» Dataset extract
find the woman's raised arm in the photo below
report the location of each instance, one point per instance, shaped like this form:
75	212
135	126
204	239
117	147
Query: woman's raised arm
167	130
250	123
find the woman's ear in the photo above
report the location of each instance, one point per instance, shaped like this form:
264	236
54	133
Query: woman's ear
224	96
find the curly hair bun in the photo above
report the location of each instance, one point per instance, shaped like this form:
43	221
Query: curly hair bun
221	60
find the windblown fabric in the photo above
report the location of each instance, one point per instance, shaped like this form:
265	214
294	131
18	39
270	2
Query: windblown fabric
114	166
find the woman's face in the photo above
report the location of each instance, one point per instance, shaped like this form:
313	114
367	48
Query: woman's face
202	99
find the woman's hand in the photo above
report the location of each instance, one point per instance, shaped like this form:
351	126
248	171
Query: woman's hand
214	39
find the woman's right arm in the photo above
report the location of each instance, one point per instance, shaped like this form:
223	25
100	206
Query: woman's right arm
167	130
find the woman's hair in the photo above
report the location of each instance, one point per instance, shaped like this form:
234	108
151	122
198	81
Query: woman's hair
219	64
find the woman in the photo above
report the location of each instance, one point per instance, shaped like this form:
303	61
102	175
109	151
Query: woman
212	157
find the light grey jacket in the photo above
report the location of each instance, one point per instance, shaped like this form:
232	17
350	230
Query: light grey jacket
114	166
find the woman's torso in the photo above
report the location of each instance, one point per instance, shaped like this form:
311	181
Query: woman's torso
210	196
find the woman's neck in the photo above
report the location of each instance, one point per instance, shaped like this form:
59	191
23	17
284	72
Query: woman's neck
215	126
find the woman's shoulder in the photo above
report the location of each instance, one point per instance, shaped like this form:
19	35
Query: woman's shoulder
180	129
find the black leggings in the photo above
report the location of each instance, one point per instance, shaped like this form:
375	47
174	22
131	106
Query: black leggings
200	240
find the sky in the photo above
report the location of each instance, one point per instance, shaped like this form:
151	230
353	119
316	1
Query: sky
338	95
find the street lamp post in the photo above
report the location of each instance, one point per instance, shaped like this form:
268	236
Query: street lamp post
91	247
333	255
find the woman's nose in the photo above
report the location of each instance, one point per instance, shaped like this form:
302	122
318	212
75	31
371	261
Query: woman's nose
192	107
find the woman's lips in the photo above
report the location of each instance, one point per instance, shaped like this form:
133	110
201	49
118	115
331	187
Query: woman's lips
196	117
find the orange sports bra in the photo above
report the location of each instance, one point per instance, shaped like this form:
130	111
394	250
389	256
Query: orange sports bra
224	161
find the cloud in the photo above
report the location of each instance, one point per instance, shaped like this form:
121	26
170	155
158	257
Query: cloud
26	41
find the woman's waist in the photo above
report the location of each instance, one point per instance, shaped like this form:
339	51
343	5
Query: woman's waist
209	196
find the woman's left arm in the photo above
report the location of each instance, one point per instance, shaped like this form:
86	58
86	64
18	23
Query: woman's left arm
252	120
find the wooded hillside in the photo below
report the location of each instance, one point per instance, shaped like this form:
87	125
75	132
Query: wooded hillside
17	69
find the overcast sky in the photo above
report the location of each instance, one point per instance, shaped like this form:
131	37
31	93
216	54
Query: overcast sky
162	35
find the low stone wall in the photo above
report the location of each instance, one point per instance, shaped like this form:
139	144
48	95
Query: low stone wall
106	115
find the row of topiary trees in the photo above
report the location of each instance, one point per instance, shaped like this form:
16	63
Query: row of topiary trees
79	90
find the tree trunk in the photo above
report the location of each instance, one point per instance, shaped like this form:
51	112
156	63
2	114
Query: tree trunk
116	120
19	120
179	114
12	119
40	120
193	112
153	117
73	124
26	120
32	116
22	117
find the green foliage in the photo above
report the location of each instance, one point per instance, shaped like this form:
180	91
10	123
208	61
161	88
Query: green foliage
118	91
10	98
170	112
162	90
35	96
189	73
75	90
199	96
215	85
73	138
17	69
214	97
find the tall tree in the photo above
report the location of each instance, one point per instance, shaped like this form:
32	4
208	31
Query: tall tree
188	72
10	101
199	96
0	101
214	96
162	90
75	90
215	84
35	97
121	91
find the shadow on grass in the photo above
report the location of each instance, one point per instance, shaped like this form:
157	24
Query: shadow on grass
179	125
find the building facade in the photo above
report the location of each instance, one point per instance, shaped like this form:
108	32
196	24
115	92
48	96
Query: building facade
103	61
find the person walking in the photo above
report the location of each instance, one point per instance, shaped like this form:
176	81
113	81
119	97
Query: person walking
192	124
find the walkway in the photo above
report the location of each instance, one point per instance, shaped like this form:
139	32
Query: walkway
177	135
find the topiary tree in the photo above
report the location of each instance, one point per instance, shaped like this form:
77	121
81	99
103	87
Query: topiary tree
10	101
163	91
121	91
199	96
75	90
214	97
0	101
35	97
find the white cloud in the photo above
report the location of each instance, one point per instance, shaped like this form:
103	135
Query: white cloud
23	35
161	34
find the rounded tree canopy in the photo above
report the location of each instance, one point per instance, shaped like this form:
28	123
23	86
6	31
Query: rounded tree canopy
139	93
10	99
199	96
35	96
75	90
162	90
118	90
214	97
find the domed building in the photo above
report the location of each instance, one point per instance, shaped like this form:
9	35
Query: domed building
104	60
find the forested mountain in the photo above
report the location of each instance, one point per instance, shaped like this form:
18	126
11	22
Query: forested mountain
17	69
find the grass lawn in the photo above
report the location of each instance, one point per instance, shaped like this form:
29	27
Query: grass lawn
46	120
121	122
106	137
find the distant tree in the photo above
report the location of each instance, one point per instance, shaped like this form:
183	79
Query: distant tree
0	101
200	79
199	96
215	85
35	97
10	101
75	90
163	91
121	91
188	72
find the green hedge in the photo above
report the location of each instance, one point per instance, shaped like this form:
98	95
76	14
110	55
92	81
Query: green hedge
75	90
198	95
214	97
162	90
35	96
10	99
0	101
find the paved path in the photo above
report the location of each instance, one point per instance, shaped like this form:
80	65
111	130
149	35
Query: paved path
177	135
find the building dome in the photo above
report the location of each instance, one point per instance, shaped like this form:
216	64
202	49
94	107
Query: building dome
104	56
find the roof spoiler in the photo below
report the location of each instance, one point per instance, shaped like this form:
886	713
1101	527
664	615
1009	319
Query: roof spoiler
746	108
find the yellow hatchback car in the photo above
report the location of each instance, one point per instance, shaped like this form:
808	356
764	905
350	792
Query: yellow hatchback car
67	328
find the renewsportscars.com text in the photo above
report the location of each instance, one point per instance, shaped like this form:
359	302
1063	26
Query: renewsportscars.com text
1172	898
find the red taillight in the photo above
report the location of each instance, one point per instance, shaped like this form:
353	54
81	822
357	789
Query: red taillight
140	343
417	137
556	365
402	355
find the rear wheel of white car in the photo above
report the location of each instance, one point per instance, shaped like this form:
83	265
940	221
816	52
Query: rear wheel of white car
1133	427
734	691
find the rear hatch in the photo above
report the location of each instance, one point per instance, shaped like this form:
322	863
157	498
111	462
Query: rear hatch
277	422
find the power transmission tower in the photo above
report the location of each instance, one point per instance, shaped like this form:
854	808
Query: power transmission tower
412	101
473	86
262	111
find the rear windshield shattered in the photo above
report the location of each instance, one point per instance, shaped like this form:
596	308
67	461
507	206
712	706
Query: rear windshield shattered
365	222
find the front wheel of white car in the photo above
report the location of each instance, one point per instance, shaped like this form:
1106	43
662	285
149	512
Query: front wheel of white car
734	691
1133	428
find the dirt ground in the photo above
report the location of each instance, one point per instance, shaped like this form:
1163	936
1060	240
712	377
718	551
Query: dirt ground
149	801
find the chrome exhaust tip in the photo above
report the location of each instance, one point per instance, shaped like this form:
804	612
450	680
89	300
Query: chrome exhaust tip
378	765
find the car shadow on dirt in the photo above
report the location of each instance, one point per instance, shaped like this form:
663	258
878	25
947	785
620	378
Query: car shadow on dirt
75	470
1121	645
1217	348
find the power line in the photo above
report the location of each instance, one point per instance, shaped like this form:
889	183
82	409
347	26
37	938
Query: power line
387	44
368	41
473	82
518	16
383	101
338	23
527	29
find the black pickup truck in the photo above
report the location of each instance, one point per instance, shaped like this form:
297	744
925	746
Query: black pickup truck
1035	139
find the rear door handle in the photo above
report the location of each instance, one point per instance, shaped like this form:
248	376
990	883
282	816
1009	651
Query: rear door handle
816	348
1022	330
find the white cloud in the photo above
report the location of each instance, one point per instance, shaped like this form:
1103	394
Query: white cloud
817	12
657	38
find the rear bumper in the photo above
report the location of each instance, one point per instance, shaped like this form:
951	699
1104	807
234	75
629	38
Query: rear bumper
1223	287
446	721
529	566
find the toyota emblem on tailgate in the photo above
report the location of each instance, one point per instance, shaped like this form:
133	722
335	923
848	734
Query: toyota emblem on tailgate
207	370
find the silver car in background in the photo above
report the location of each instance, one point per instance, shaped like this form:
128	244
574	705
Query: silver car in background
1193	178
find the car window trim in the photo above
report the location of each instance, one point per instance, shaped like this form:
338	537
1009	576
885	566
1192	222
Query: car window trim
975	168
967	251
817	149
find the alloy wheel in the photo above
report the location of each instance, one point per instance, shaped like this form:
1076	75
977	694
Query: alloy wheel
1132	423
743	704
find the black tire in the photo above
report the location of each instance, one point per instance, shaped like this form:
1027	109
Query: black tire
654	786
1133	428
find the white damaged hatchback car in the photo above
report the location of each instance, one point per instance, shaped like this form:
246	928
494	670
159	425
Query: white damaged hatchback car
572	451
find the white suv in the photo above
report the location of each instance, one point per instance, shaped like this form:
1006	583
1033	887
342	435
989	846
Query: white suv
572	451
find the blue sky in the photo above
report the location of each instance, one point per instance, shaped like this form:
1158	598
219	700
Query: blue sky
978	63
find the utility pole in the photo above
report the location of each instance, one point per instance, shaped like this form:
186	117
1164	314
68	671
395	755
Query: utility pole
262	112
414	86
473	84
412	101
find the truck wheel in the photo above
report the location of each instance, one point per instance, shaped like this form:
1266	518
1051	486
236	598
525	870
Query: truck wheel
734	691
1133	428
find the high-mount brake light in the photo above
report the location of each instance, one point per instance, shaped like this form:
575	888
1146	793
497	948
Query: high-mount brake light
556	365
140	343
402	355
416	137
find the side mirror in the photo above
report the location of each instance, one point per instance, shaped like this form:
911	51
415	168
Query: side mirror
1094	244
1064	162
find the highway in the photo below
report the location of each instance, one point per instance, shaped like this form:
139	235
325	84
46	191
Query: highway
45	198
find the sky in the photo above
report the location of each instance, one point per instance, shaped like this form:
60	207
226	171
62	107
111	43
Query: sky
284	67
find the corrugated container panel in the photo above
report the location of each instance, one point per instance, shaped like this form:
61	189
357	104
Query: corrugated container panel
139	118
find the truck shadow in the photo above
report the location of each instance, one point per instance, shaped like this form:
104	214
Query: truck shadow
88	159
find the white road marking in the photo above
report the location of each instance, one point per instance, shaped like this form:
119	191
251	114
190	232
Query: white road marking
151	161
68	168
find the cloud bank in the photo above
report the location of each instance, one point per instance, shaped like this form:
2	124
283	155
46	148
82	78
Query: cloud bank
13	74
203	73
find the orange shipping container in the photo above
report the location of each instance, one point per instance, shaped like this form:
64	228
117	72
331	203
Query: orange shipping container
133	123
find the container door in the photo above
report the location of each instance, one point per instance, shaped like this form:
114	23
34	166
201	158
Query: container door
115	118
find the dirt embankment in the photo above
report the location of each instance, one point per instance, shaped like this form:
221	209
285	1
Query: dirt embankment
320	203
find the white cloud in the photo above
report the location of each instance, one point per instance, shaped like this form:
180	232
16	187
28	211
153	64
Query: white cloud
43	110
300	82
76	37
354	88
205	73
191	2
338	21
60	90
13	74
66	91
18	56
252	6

» Set problem
Repeat exactly the lines from the one containing "find the truck shadow in the photo above" through the last line of the records above, both included, and nothing else.

» Worked solution
find the truck shadow in the photo above
report the location of each instance, one point per instance, shaped like this form:
104	214
Query: truck shadow
88	159
find the white road marking in the photo above
report the location of each instance, one point per instance, shaped like this form:
119	191
251	114
190	232
Query: white road marking
151	161
68	168
find the cloud bank in the photo above
report the location of each instance, one point per instance, shaped like this form:
2	124
283	155
46	148
82	78
Query: cloud bank
13	74
203	73
find the orange shipping container in the photo above
report the location of each instance, one point per instance, shaped like this form:
64	228
117	72
331	203
Query: orange shipping container
133	123
find the container door in the photo above
report the location of each instance, one point per instance, shaped like this form:
114	23
34	166
201	158
Query: container door
115	118
find the dirt embankment in the photo above
report the location of each instance, one point per instance, shaped like this form:
221	209
285	1
Query: dirt embankment
320	203
find the white cloud in the photo above
report the location of each instance, one point per instance, shaped like this form:
180	232
16	187
28	211
153	64
Query: white cloud
43	110
300	82
76	37
354	88
205	73
191	2
338	21
60	90
13	74
66	91
18	56
252	6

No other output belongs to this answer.